Retype the data below without altering anything.
- - - - -
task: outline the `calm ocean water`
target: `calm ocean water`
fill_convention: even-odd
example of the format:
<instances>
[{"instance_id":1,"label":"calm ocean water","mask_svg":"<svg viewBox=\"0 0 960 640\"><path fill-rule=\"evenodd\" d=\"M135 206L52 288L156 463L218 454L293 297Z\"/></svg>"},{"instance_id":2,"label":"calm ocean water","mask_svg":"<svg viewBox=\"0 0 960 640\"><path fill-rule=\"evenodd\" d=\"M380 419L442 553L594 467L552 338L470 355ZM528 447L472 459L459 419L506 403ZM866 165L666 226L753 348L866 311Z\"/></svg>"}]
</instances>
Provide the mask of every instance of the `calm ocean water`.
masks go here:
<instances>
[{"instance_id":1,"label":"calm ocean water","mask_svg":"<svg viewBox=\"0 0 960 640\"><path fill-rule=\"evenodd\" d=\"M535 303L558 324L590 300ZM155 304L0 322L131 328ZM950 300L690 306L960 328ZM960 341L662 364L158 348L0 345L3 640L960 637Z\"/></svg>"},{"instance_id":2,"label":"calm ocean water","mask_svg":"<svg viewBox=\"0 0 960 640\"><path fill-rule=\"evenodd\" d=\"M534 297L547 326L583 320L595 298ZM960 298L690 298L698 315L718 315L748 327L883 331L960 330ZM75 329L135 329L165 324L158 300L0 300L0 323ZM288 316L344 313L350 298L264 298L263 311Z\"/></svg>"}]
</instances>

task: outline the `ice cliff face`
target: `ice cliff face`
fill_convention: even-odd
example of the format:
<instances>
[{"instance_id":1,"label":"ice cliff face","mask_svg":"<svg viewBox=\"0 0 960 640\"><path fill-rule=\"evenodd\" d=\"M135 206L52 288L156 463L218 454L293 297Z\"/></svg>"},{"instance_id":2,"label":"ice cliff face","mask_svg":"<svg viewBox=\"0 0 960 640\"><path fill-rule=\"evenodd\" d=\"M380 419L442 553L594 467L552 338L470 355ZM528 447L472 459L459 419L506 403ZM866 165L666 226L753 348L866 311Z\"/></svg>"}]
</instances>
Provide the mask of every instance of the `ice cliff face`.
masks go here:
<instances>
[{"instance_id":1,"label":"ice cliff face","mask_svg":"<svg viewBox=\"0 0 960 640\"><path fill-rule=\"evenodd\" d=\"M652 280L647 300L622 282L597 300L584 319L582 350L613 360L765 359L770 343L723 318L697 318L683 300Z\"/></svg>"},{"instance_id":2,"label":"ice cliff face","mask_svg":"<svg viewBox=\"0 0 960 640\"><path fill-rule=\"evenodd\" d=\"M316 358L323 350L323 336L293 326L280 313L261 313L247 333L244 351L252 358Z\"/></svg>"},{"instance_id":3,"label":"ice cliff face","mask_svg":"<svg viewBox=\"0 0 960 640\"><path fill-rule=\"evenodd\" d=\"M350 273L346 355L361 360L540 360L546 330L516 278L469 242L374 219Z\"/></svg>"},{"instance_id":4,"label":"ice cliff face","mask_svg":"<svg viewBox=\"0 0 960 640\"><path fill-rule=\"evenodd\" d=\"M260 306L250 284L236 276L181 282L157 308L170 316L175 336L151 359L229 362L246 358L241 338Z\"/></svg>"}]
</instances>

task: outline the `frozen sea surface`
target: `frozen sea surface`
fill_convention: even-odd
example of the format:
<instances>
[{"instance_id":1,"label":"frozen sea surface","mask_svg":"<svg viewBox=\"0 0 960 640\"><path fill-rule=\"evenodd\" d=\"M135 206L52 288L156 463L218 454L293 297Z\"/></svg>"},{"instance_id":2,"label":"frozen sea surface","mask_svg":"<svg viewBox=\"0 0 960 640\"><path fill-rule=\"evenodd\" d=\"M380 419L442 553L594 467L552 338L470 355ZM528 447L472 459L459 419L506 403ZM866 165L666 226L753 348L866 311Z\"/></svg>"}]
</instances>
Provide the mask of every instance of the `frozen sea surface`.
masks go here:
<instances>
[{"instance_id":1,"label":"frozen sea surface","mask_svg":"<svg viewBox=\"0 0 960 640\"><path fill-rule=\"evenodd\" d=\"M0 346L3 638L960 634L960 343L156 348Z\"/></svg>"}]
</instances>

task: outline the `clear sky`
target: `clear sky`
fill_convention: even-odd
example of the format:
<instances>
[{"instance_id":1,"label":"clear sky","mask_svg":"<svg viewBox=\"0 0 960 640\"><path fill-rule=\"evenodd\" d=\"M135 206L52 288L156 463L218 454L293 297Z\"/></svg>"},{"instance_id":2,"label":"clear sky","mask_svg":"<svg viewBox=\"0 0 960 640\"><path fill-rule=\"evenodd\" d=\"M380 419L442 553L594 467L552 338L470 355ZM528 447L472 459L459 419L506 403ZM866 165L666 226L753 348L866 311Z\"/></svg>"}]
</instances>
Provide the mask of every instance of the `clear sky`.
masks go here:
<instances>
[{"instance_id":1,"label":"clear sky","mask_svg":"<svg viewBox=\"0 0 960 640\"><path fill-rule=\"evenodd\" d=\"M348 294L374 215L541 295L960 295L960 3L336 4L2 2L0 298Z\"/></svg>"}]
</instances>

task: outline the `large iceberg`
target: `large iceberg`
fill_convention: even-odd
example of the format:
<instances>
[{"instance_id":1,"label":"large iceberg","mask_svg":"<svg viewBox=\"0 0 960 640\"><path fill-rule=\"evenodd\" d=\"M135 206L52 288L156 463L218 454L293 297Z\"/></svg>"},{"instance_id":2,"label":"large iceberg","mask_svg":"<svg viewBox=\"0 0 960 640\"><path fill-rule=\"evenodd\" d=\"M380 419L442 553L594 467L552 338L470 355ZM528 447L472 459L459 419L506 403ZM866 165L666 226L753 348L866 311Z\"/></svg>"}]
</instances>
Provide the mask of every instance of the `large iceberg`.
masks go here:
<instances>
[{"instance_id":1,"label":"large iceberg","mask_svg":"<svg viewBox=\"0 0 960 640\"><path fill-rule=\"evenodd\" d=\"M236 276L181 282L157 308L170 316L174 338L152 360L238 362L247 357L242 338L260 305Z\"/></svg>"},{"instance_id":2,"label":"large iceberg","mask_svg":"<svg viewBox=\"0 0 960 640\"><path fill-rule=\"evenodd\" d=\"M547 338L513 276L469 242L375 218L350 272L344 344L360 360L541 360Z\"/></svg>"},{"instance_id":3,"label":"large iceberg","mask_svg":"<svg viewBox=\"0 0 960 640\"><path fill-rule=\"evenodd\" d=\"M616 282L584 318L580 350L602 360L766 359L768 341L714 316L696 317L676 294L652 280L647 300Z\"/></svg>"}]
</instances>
- - - - -
▸ Correct answer:
task: outline the `calm ocean water`
target: `calm ocean water`
fill_convention: even-odd
example of the format:
<instances>
[{"instance_id":1,"label":"calm ocean water","mask_svg":"<svg viewBox=\"0 0 960 640\"><path fill-rule=\"evenodd\" d=\"M135 206L52 288L156 463L218 454L293 297Z\"/></svg>"},{"instance_id":2,"label":"calm ocean water","mask_svg":"<svg viewBox=\"0 0 960 640\"><path fill-rule=\"evenodd\" d=\"M380 419L442 553L594 467L552 338L470 355ZM528 447L472 459L459 419L506 403ZM866 165L666 226L753 348L866 311Z\"/></svg>"}]
</instances>
Provide the mask of every instance of the `calm ocean water`.
masks go here:
<instances>
[{"instance_id":1,"label":"calm ocean water","mask_svg":"<svg viewBox=\"0 0 960 640\"><path fill-rule=\"evenodd\" d=\"M535 303L558 324L590 300ZM155 304L0 322L131 328ZM950 300L690 306L960 328ZM960 341L662 364L158 348L0 345L3 640L960 637Z\"/></svg>"},{"instance_id":2,"label":"calm ocean water","mask_svg":"<svg viewBox=\"0 0 960 640\"><path fill-rule=\"evenodd\" d=\"M534 297L547 326L583 320L595 298ZM960 298L690 298L698 315L718 315L748 327L883 331L960 330ZM75 329L135 329L165 324L158 300L0 300L0 323ZM288 316L344 313L350 298L264 298L263 311Z\"/></svg>"}]
</instances>

task: outline the `ice cliff face`
target: `ice cliff face`
fill_convention: even-odd
example of the format:
<instances>
[{"instance_id":1,"label":"ice cliff face","mask_svg":"<svg viewBox=\"0 0 960 640\"><path fill-rule=\"evenodd\" d=\"M135 206L52 288L156 463L218 454L293 297Z\"/></svg>"},{"instance_id":2,"label":"ice cliff face","mask_svg":"<svg viewBox=\"0 0 960 640\"><path fill-rule=\"evenodd\" d=\"M380 419L442 553L594 467L552 338L470 355ZM528 447L472 459L459 419L506 403ZM866 165L666 226L753 348L866 311Z\"/></svg>"}]
</instances>
Provide the mask of every instance of the `ice cliff face`.
masks go here:
<instances>
[{"instance_id":1,"label":"ice cliff face","mask_svg":"<svg viewBox=\"0 0 960 640\"><path fill-rule=\"evenodd\" d=\"M652 280L647 300L622 282L597 300L584 319L582 350L613 360L765 359L770 343L723 318L697 318L683 300Z\"/></svg>"},{"instance_id":2,"label":"ice cliff face","mask_svg":"<svg viewBox=\"0 0 960 640\"><path fill-rule=\"evenodd\" d=\"M316 358L323 350L323 336L293 326L280 313L261 313L247 333L244 351L252 358Z\"/></svg>"},{"instance_id":3,"label":"ice cliff face","mask_svg":"<svg viewBox=\"0 0 960 640\"><path fill-rule=\"evenodd\" d=\"M350 273L346 355L361 360L540 360L546 330L516 278L469 242L374 219Z\"/></svg>"},{"instance_id":4,"label":"ice cliff face","mask_svg":"<svg viewBox=\"0 0 960 640\"><path fill-rule=\"evenodd\" d=\"M260 306L250 284L236 276L181 282L157 308L170 316L175 336L151 359L229 362L246 358L241 338Z\"/></svg>"}]
</instances>

task: outline the `frozen sea surface`
target: `frozen sea surface`
fill_convention: even-odd
example of the format:
<instances>
[{"instance_id":1,"label":"frozen sea surface","mask_svg":"<svg viewBox=\"0 0 960 640\"><path fill-rule=\"evenodd\" d=\"M135 206L52 288L156 463L218 454L293 297Z\"/></svg>"},{"instance_id":2,"label":"frozen sea surface","mask_svg":"<svg viewBox=\"0 0 960 640\"><path fill-rule=\"evenodd\" d=\"M380 419L442 553L594 467L552 338L470 355ZM528 447L472 459L459 419L506 403ZM866 165L666 226L753 348L866 311Z\"/></svg>"}]
</instances>
Provide the mask of every instance of the `frozen sea surface`.
masks go here:
<instances>
[{"instance_id":1,"label":"frozen sea surface","mask_svg":"<svg viewBox=\"0 0 960 640\"><path fill-rule=\"evenodd\" d=\"M0 346L3 638L960 634L960 343L156 348Z\"/></svg>"}]
</instances>

task: outline the `clear sky`
target: `clear sky`
fill_convention: even-odd
example of the format:
<instances>
[{"instance_id":1,"label":"clear sky","mask_svg":"<svg viewBox=\"0 0 960 640\"><path fill-rule=\"evenodd\" d=\"M135 206L52 288L156 463L218 454L293 297Z\"/></svg>"},{"instance_id":2,"label":"clear sky","mask_svg":"<svg viewBox=\"0 0 960 640\"><path fill-rule=\"evenodd\" d=\"M380 419L442 553L594 467L552 338L470 355ZM528 447L472 459L459 419L506 403ZM866 165L666 226L753 348L866 311Z\"/></svg>"}]
</instances>
Provide the mask of every instance of the `clear sky`.
masks go here:
<instances>
[{"instance_id":1,"label":"clear sky","mask_svg":"<svg viewBox=\"0 0 960 640\"><path fill-rule=\"evenodd\" d=\"M348 294L374 215L541 295L960 295L960 3L336 4L2 2L0 298Z\"/></svg>"}]
</instances>

task: outline the `large iceberg`
target: `large iceberg`
fill_convention: even-odd
example of the format:
<instances>
[{"instance_id":1,"label":"large iceberg","mask_svg":"<svg viewBox=\"0 0 960 640\"><path fill-rule=\"evenodd\" d=\"M135 206L52 288L156 463L218 454L293 297Z\"/></svg>"},{"instance_id":2,"label":"large iceberg","mask_svg":"<svg viewBox=\"0 0 960 640\"><path fill-rule=\"evenodd\" d=\"M380 419L442 553L594 467L552 338L470 355ZM528 447L472 459L459 419L506 403ZM866 165L666 226L753 348L866 311Z\"/></svg>"}]
</instances>
Provide the mask of every instance of the `large iceberg`.
masks go here:
<instances>
[{"instance_id":1,"label":"large iceberg","mask_svg":"<svg viewBox=\"0 0 960 640\"><path fill-rule=\"evenodd\" d=\"M236 276L181 282L157 308L170 316L174 338L152 360L238 362L247 357L242 338L260 305Z\"/></svg>"},{"instance_id":2,"label":"large iceberg","mask_svg":"<svg viewBox=\"0 0 960 640\"><path fill-rule=\"evenodd\" d=\"M547 338L513 276L469 242L375 218L350 272L344 344L360 360L541 360Z\"/></svg>"},{"instance_id":3,"label":"large iceberg","mask_svg":"<svg viewBox=\"0 0 960 640\"><path fill-rule=\"evenodd\" d=\"M616 282L584 318L580 350L602 360L766 359L768 341L714 316L696 317L676 294L652 280L647 300Z\"/></svg>"}]
</instances>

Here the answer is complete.